■ Texto para revisión:
-*-

Por Yoelvis Lázaro Moreno, estudiante de Periodismo
Hay historias del pasado imposibles de olvidar aunque los años pasen. Son como abejas laboriosas empeñadas en fabricarnos un sabroso panal de recuerdos, exquisito y hasta apropiado para endulzar amargas circunstancias de la cotidianidad.
En un sitio concurrido de mi mente están grabadas las imágenes del lugar donde nací: retratos de un pretérito sencillo y profundo, al que siempre acudo cuando, agobiado por la nostalgia y la prisa, me antojo de volver a las raíces.
Muchacho al fin, allí cometí bastantes travesuras. No pocas veces caminé por encima de grandes sembradíos a espaldas de los sacrificios sudorosos de mi abuelo. Bien pequeño aprendí a diseñar muñecos de fango con los moldes ajustados a la imaginación de un inquieto chiquillo. Y poco a poco dibujé con trazos criollos mis primeras alegrías, sin más ventura que la aventura de vivirlas.
De todo ello atesoro sensibles memorias; anécdotas y escenas que conforman un patrimonio de añoranzas personales; reservorio de oxígeno y luz, esa misma luz que lleva hasta en su nombre el discreto rincón villaclareño de donde soy.
Ahora entiendo mejor aquella rápida respuesta del literato y folclorista de Camajuaní, René Batista Moreno, al que una vez le pregunté si seguiría contando historias de charcas y güijes aunque no pudiese desandar los campos como antes. Y con voz resuelta me dijo: «Ya eso no hace falta, hijo. El cuadro de mi campiña lo tengo tallado dentro».

-*-

■ Extracto de datos:
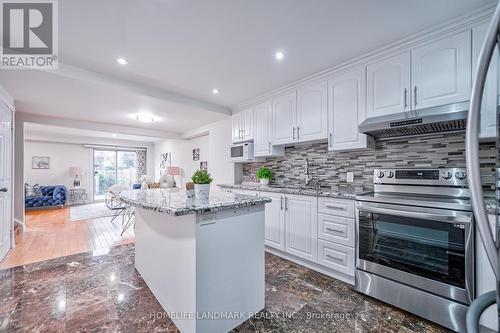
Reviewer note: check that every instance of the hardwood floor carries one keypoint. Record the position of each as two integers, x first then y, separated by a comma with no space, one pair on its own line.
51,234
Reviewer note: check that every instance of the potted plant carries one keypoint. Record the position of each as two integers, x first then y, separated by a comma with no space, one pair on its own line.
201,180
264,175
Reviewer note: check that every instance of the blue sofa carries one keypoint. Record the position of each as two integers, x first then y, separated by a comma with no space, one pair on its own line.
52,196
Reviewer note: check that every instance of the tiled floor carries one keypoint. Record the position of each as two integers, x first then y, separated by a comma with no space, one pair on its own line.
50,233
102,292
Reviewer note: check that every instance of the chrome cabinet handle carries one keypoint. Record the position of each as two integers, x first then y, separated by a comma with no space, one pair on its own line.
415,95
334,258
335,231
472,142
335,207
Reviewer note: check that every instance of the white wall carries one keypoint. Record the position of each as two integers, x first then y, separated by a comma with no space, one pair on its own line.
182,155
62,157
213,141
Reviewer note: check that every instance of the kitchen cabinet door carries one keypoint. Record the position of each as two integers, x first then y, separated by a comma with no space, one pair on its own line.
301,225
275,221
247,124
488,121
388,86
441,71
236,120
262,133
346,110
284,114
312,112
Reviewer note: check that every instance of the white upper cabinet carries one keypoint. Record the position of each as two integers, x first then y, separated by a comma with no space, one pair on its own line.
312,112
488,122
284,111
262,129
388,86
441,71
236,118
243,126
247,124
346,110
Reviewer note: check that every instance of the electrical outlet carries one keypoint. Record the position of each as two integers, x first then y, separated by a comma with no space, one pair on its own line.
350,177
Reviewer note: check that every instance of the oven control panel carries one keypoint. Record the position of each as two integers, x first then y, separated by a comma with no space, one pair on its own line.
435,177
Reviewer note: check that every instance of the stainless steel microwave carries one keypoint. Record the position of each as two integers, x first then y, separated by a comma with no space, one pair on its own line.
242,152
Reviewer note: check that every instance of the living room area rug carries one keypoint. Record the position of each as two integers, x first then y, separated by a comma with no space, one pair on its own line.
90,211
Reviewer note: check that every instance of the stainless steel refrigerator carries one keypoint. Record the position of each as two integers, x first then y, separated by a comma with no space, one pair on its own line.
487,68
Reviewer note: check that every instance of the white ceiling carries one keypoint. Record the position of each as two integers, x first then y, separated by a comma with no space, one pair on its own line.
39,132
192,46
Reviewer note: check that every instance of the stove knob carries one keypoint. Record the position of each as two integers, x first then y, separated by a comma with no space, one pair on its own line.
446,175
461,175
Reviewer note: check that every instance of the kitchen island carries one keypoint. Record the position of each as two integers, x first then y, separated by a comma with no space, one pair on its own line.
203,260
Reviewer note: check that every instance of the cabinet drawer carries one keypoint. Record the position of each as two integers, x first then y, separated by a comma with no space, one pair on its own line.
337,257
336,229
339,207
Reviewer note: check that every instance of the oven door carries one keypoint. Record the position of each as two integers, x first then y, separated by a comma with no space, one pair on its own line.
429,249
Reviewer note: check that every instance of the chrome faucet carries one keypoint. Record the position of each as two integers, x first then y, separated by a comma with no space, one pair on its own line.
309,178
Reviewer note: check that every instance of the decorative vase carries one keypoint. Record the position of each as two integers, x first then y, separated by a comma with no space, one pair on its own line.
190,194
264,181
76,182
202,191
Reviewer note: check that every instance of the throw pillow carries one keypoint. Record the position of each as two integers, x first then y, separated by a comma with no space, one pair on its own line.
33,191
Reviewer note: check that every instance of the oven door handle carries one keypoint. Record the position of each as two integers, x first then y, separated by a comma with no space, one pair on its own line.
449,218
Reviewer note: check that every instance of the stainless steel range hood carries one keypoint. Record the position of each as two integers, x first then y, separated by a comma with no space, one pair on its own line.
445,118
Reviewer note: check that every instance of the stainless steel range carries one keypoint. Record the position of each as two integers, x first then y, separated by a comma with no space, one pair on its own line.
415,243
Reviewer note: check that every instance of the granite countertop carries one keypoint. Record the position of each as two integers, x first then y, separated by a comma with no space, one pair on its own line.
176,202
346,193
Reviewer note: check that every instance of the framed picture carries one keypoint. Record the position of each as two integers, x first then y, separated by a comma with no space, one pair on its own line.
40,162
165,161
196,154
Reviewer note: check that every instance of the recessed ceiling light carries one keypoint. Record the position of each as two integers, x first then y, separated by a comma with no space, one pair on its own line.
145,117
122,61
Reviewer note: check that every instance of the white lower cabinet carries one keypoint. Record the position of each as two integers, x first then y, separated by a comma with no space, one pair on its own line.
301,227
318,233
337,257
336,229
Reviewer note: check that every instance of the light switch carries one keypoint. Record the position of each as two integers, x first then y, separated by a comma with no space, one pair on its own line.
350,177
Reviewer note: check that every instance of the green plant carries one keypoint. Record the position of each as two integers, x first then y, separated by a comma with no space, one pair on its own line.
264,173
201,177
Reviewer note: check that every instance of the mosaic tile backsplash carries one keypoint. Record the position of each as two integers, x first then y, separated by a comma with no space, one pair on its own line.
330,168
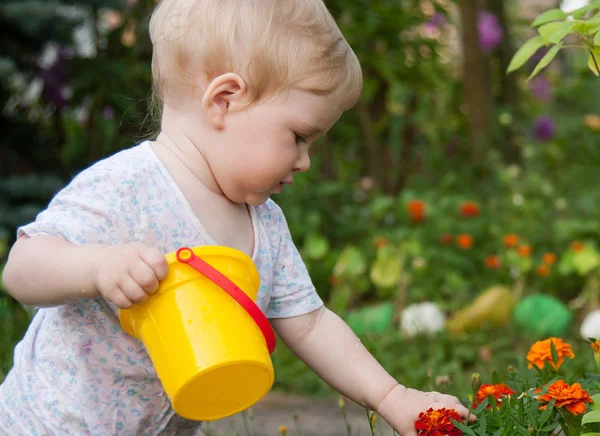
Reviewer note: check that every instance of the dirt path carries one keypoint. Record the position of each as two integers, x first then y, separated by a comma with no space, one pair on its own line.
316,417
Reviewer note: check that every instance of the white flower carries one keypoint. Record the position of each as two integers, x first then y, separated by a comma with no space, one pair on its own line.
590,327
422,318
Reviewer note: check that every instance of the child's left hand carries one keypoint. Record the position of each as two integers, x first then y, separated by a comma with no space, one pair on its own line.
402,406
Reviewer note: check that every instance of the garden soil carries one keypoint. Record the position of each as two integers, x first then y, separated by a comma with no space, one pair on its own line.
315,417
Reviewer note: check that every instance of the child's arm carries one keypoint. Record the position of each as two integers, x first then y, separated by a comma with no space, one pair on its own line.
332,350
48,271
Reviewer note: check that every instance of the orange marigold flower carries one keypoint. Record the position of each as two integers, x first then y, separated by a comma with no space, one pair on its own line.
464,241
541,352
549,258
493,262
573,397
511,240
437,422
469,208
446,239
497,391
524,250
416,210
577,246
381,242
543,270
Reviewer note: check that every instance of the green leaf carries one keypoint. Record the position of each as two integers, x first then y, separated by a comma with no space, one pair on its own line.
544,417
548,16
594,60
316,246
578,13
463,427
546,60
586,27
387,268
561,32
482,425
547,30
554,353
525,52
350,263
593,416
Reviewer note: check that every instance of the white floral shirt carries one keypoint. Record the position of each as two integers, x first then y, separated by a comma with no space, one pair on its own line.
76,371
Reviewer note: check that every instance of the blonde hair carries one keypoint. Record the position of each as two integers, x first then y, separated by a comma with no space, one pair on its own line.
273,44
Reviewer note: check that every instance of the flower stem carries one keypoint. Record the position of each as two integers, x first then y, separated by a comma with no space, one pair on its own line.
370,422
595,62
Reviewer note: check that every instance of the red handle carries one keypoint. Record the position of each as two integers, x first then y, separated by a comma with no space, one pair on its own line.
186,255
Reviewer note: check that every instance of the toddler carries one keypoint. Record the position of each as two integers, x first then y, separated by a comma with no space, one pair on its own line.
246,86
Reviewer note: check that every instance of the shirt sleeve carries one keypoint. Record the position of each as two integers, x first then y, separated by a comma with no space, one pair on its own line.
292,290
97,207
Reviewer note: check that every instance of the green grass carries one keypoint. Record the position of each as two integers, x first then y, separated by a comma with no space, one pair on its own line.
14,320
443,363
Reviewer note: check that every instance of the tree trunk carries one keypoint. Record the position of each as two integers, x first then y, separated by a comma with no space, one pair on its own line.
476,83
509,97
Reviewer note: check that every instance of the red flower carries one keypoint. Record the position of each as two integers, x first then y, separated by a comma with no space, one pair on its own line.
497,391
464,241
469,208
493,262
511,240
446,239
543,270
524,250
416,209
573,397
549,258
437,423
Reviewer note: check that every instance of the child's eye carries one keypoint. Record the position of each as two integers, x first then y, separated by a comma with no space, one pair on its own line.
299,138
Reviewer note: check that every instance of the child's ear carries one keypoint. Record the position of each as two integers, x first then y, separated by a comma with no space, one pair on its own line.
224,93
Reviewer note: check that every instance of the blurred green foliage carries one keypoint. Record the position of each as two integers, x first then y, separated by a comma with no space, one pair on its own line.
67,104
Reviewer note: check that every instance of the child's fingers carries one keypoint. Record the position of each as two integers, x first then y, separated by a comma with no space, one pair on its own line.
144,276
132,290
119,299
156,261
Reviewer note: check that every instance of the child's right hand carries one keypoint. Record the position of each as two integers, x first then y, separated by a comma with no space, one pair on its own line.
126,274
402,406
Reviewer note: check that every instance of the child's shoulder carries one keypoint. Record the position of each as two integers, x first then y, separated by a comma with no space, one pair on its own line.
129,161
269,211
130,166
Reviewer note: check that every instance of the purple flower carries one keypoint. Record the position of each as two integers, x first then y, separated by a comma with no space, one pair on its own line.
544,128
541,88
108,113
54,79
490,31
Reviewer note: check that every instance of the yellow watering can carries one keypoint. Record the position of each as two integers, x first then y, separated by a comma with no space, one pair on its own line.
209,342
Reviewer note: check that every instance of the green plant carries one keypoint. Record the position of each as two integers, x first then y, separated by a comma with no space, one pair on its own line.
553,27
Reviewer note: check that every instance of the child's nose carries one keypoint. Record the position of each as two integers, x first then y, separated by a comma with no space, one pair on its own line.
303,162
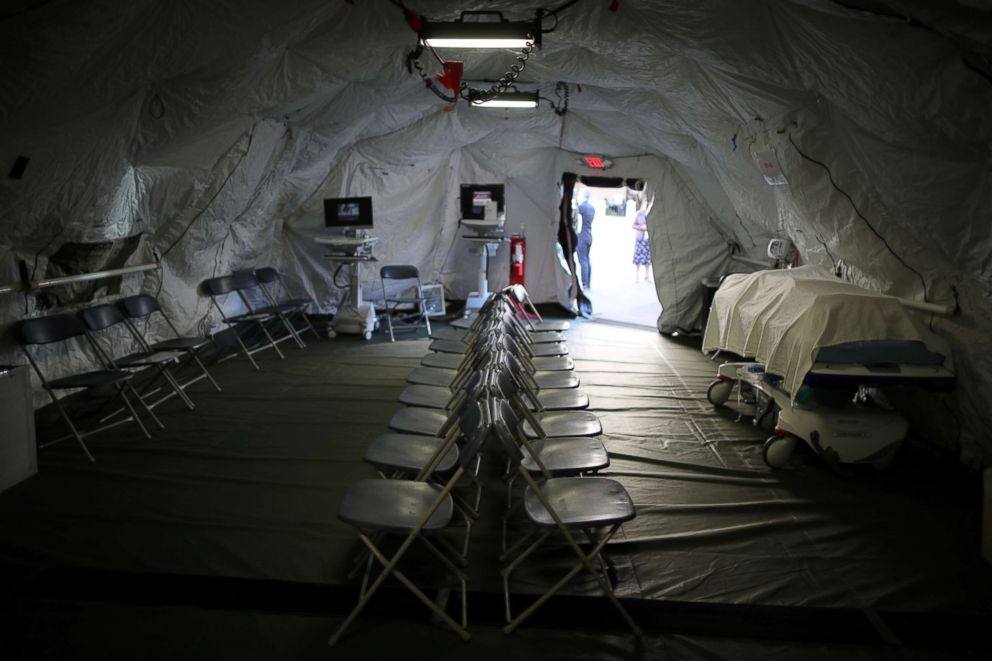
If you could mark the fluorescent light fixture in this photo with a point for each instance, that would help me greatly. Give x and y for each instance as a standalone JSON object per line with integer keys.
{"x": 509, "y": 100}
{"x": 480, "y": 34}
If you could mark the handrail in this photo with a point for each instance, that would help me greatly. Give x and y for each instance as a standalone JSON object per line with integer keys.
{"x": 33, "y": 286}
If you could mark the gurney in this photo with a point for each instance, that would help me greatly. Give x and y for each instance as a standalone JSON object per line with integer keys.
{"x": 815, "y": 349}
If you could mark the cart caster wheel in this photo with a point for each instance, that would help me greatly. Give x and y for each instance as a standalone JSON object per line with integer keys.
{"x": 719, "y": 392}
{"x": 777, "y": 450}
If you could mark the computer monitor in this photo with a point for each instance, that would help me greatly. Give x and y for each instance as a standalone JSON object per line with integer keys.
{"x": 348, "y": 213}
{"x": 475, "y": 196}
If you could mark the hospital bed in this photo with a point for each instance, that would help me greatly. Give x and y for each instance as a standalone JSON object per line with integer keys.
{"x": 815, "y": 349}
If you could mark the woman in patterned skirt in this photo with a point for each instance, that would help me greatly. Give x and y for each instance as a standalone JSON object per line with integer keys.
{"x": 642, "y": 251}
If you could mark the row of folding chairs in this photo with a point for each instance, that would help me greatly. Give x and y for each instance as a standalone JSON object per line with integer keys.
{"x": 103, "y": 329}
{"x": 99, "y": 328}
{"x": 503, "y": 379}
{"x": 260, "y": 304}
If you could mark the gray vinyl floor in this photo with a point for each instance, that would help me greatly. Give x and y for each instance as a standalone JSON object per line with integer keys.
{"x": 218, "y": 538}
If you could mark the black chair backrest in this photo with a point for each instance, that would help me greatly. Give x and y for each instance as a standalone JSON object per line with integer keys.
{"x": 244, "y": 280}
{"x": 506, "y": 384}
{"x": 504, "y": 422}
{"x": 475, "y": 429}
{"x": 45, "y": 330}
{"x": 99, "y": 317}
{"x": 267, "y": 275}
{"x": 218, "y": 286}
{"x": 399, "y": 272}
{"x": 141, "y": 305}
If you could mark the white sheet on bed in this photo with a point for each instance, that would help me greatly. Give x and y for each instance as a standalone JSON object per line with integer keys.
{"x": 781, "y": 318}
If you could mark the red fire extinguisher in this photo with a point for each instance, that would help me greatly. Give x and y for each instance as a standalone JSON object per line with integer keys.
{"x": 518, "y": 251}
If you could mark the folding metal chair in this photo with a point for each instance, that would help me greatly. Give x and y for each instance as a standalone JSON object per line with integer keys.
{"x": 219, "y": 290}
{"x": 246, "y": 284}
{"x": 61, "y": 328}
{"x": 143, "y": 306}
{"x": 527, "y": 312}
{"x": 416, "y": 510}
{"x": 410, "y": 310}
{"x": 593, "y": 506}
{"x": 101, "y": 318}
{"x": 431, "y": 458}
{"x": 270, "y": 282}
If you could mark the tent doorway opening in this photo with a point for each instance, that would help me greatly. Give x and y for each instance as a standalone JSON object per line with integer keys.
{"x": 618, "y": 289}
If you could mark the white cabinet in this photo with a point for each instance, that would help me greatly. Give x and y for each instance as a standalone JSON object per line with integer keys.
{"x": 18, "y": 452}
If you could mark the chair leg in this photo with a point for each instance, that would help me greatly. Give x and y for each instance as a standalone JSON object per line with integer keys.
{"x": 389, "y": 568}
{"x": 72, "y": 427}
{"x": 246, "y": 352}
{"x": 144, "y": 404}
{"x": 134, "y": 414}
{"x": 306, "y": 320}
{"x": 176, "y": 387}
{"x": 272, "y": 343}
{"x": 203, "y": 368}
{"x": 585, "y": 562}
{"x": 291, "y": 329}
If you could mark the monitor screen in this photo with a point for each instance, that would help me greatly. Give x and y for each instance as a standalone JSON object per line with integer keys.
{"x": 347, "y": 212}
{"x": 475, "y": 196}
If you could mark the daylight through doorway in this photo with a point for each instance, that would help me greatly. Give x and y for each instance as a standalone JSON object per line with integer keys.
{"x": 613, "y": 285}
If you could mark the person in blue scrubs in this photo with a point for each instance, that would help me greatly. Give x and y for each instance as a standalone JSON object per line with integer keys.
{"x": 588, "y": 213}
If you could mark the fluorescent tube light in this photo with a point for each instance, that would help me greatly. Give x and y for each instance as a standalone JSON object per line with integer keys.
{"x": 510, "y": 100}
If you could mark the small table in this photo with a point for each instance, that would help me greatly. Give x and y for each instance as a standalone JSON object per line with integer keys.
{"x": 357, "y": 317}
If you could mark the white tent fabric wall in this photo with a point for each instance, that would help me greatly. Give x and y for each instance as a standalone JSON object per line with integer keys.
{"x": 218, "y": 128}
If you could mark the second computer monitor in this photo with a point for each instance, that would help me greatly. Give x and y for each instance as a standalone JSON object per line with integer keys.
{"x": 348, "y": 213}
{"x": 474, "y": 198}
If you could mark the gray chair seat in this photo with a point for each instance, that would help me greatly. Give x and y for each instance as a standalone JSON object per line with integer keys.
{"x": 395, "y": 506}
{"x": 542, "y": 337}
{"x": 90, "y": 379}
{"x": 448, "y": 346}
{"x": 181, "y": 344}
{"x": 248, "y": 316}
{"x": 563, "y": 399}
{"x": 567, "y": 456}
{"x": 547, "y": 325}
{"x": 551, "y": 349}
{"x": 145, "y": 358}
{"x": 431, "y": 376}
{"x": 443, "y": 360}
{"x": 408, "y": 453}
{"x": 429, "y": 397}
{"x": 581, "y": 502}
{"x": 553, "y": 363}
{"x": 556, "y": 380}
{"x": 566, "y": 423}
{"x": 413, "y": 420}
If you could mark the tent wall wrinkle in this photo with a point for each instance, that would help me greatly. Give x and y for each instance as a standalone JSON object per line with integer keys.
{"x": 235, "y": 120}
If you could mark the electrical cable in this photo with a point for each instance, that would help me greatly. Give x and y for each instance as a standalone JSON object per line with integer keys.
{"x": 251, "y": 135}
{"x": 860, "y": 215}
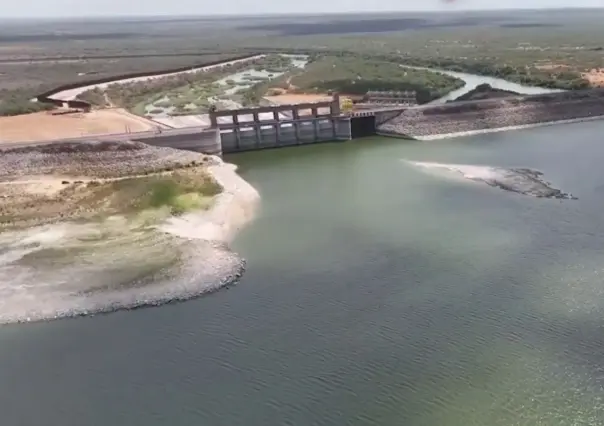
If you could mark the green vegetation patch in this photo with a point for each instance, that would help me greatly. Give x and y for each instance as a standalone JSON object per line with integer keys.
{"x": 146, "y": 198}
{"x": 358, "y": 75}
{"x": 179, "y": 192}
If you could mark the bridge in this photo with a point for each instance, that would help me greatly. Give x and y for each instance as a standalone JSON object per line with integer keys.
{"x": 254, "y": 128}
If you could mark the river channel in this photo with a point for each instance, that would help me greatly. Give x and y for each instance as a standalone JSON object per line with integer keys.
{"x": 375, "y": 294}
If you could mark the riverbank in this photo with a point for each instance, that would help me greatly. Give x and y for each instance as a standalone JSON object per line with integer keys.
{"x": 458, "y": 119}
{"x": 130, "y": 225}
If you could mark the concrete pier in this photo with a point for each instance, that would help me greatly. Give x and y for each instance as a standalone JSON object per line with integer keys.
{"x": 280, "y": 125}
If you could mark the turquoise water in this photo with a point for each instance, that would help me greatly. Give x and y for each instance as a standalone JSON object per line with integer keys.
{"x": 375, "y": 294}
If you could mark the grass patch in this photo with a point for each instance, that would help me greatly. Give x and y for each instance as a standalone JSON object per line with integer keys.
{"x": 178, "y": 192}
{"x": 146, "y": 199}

-*-

■ Ejercicio 1:
Reproduce literalmente el tramo del relato sobre el lugar natal que va desde "Muchacho al fin, allí" hasta "aventura de vivirlas.".
■ Ejercicio 2:
Responde, según el relato sobre el lugar natal:
(a) ¿Con qué insectos se comparan las historias del pasado?
(b) ¿Qué figuras aprendió a hacer quien narra cuando era muy pequeño?
(c) ¿De qué localidad es René Batista Moreno?

■ Solución 1:
Muchacho al fin, allí cometí bastantes travesuras. No pocas veces caminé por encima de grandes sembradíos a espaldas de los sacrificios sudorosos de mi abuelo. Bien pequeño aprendí a diseñar muñecos de fango con los moldes ajustados a la imaginación de un inquieto chiquillo. Y poco a poco dibujé con trazos criollos mis primeras alegrías, sin más ventura que la aventura de vivirlas.

■ Solución 2:
(a) Con abejas laboriosas.
(b) Muñecos de fango.
(c) De Camajuaní.